▶ **Problems to solve**
1 > Please repeat the personal account between "Both of my parents" and "in the face.", inclusive, substituting "reading" for "math".
2 > According to the personal account, why did the writer's dad set off on a journey of self-healing after the divorce? Answer in one to three sentences.

▶ **Selected extract**
What follows below is going to get pretty long winded, and I hope that's okay.
Both of my parents were abusive. My mom has some serious rage issues. She has a low threshold for frustration, and anything that frustrates her, she'll end up channeling into an attack against someone else, finding reasons for why this or that is THEIR fault, even when the thing that initially made her angry had nothing to do with that person. She used to stay up from midnight to three in the morning yelling and ranting at my dad about this or that, sometimes about how I was acting up in school.
She was critical and perfectionistic, too. I see strong links between the torture I had to go through while trying to learn math and my current aversion to attempting anything too difficult. I was physically abused, as well- being whacked with a belt, choked, slapped in the face.
My dad was like a volcano. He'd be silent and self-contained for a good while, and then something you did would suddenly set him off in a violent outburst. He was very caustic and sarcastic, too. And very authoritarian and controlling. But he's better now. When I was ten, after my mom slapped me around for being written up in school, he called Child Protective Services on her. After that, she didn't hit me as much, I don't think, but she still yelled and manipulated and belittled. My dad realized that he would never get better as long as he was stuck with my mom, so after he divorced her he set off on a journey of self-healing. He's been to multiple therapists, attended Co-Dependents Anonymous meetings, read self-help books. He's done very well for himself, and while I wouldn't call my relationship with him perfect, he's become someone I can really trust and depend on.
My mom's a little bit better, too. She's still a bit fucked up, and she still does little power trips and yells and is verbally abusive, but we have a lot more periods of peace than usual. I've confronted her multiple times about her abuse, and on some level she seems to understand that she used to be pretty fucking bad, but on another she doesn't understand how what she did effects the way I behave towards her and the problems I have today, and gets defensive if I try to point it out to her. I'm still living with her, and it hasn't been easy. Just in the past year or so I've stabbed walls, cut myself, talked about suicide, punched her in the face hard enough to give her a bloody nose, been committed to a mental institution, almost been committed again... but year 2010 is looking a lot more stable. I still can't wait to move out, though. I think my relationship with her would improve drastically if we didn't have this fucking power dynamic going on where she still treats me like a child/an object/an extension of herself, and didn't hold the fact she supports me over my head and use it as an excuse to deny me basic human rights and a voice.
Whew, that was a mouthful. But I'd like to thank you for sharing your own story, and for giving me a chance to share, as well, because my abuse is not something I've been able to talk to other people about in depth. Most of my friends know generally that I had an abusive, rocky past, but they don't know the full of it.

▶ **Dataset records**
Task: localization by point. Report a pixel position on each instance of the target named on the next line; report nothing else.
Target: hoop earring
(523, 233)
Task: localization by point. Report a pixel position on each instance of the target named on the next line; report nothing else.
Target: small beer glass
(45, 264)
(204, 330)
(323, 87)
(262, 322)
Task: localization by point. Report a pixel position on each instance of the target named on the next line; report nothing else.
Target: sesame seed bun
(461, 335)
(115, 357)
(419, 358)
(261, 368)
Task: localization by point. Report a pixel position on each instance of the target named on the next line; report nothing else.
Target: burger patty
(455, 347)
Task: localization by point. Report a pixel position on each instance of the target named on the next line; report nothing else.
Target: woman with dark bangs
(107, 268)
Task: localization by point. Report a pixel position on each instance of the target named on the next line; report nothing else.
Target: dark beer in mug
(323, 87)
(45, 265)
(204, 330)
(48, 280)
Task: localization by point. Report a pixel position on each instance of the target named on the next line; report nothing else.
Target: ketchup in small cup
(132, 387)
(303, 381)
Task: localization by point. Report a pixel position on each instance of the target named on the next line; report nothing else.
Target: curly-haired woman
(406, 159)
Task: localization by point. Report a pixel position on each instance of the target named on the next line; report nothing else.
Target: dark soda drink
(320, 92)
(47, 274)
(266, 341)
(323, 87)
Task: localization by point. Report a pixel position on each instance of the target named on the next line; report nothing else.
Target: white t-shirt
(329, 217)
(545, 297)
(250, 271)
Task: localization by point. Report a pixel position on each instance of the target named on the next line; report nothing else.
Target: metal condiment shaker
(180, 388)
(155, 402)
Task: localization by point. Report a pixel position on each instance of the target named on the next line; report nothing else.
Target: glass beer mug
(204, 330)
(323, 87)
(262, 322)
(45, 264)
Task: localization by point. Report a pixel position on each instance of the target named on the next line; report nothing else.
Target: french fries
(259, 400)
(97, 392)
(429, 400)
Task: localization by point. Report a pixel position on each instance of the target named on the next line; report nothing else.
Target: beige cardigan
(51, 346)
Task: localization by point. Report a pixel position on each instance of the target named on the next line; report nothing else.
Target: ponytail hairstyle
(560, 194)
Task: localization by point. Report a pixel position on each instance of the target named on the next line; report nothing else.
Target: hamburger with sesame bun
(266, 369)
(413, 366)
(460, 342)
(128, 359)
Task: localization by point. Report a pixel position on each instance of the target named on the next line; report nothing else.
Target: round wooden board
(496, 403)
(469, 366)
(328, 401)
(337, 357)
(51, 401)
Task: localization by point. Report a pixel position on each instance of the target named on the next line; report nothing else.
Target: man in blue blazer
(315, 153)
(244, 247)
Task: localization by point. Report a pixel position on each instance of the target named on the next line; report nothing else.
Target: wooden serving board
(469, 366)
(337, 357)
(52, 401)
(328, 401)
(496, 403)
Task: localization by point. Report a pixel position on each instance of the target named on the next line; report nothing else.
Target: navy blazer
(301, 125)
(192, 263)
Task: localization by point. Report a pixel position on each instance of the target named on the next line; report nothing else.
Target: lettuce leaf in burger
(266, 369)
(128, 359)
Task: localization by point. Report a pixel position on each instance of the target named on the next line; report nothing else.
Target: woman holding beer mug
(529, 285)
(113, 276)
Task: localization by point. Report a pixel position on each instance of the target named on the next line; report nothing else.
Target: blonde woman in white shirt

▶ **Results for the exercise**
1 >
Both of my parents were abusive. My mom has some serious rage issues. She has a low threshold for frustration, and anything that frustrates her, she'll end up channeling into an attack against someone else, finding reasons for why this or that is THEIR fault, even when the thing that initially made her angry had nothing to do with that person. She used to stay up from midnight to three in the morning yelling and ranting at my dad about this or that, sometimes about how I was acting up in school.
She was critical and perfectionistic, too. I see strong links between the torture I had to go through while trying to learn reading and my current aversion to attempting anything too difficult. I was physically abused, as well- being whacked with a belt, choked, slapped in the face.

2 > He realized he would never get better as long as he was stuck with the writer's mom. So once he had divorced her, he set off on that journey.